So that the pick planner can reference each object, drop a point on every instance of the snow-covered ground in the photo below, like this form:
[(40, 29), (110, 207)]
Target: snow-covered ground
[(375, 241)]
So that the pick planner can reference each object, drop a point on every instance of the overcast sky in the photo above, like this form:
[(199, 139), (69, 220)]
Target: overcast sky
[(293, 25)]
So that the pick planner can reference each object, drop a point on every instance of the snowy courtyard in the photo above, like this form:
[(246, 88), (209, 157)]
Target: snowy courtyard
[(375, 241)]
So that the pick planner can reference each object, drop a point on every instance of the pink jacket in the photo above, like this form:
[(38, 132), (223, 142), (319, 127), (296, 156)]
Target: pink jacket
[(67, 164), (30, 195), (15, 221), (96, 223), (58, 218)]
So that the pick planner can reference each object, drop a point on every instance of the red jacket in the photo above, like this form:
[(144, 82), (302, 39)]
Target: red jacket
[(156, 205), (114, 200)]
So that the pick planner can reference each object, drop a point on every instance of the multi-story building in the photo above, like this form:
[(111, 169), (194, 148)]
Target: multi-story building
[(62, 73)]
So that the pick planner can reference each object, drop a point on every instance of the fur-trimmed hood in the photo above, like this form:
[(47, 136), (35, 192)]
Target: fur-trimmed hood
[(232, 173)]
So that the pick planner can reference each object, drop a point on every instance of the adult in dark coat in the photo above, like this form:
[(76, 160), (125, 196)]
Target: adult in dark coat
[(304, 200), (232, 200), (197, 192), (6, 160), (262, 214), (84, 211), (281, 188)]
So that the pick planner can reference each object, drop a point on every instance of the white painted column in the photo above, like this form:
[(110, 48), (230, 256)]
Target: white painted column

+++++

■ TASK INSTRUCTIONS ■
Reproduce only the items above, beginning with the line that contains "the red jacket" and continuing through the end of the items, requests included. Shift every point coordinate in the answers by adding 79 to each number, and leave the sample coordinates in the requests unchanged.

■ RESULT OF THE TASK ■
So that the pick planner can reference each object, drop a point on every instance of the red jacket in the photo above, like this form:
[(144, 82), (302, 39)]
Target: red jacket
[(235, 284), (193, 279)]
So that the pick planner can reference each object, drop a point on every instance of the multi-story building in the photo above, like this form:
[(111, 169), (194, 148)]
Target: multi-story building
[(141, 152)]
So that the pick planner can reference each object, drop a point on every instance of the fur-trimmed hood in the photo above, like this form:
[(47, 136), (35, 192)]
Target: fur-trimmed hood
[(311, 252)]
So that the pick planner can reference each object, drop a point on every instance of the adult in dark coat in the photo above, like this form:
[(76, 160), (125, 196)]
Target: adult in dark coat
[(383, 279), (311, 279), (276, 271), (85, 239), (341, 293), (163, 290), (360, 267)]
So that the pick planner can reference each object, drop a point on every instance of the white painted column in the photo above, like this form:
[(110, 48), (230, 256)]
Target: white painted column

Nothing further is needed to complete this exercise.